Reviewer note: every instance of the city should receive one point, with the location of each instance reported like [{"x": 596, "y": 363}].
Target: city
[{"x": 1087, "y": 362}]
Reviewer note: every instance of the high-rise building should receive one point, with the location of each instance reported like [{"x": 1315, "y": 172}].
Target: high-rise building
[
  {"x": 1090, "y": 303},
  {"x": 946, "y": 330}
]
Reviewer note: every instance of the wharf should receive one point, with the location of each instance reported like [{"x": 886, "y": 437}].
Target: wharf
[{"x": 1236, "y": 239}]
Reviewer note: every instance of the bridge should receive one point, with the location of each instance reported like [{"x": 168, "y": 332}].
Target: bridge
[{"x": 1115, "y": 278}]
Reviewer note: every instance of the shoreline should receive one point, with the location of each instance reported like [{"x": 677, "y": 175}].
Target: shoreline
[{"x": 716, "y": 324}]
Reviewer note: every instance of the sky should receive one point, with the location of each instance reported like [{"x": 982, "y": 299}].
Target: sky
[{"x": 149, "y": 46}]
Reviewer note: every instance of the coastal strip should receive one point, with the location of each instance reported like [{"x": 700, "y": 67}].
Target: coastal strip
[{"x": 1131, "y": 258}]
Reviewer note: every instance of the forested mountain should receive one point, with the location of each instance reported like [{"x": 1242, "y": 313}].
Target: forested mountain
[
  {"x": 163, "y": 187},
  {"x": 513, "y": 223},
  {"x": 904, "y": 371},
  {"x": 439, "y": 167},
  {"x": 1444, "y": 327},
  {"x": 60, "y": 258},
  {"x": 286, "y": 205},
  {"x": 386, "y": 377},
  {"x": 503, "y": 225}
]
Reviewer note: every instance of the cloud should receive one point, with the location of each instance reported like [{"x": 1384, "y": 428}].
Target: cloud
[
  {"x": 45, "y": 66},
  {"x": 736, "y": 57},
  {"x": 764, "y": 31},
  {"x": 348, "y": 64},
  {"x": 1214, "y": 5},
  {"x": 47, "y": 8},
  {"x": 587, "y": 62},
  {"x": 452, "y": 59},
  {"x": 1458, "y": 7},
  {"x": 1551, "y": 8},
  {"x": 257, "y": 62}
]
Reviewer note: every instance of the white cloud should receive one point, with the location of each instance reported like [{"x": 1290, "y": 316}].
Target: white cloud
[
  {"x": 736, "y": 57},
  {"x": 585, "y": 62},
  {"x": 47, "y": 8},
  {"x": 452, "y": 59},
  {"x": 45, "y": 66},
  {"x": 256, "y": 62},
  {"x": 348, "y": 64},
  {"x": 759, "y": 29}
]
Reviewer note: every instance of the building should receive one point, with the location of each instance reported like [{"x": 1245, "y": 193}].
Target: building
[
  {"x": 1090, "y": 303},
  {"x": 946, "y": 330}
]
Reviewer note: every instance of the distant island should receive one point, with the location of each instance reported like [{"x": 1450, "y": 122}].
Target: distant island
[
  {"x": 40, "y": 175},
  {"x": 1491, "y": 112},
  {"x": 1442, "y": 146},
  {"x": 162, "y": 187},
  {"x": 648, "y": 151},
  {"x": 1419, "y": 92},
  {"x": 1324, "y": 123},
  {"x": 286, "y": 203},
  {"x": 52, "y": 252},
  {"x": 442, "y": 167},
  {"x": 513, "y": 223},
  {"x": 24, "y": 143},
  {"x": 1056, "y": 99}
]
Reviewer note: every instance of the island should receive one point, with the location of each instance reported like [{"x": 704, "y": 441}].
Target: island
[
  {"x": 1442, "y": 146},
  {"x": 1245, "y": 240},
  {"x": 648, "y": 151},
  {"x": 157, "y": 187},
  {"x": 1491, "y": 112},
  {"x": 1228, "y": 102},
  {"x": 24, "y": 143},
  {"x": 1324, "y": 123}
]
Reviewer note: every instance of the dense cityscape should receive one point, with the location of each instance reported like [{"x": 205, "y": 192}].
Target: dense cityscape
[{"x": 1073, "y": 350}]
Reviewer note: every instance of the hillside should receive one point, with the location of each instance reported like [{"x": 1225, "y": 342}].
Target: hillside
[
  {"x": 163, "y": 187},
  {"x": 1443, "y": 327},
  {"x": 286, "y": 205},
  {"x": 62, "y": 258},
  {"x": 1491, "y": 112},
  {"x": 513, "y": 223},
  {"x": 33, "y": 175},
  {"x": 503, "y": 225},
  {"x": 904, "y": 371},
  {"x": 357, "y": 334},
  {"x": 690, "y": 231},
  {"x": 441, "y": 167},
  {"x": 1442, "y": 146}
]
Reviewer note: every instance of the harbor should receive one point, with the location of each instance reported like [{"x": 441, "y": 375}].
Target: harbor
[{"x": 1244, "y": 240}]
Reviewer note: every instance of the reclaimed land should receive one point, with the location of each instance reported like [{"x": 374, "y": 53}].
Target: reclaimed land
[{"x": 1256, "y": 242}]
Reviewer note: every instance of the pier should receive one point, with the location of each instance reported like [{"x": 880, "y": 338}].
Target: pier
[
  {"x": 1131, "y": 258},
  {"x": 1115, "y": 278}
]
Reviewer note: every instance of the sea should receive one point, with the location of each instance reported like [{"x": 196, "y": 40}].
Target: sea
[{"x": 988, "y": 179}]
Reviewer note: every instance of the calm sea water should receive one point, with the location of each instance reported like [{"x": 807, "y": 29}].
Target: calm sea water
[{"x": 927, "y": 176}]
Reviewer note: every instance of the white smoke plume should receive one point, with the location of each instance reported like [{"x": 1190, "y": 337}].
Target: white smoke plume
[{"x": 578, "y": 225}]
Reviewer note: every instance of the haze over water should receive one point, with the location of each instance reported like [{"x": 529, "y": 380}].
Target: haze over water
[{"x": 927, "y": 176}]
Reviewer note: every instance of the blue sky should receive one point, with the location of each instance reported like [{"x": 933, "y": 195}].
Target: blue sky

==*==

Reproduce the lines word for word, starting at the one holding "Target: white smoke plume" and ending at the final line of the material above.

Target: white smoke plume
[{"x": 578, "y": 225}]
Reviewer note: every instance of the haze over water should receive one point, with the location of each instance reported like [{"x": 529, "y": 380}].
Target: haze over water
[{"x": 927, "y": 176}]
Reviewer note: every instance of the blue sky should receive one point, with the location of each instance reported like [{"x": 933, "y": 195}].
Target: blue sky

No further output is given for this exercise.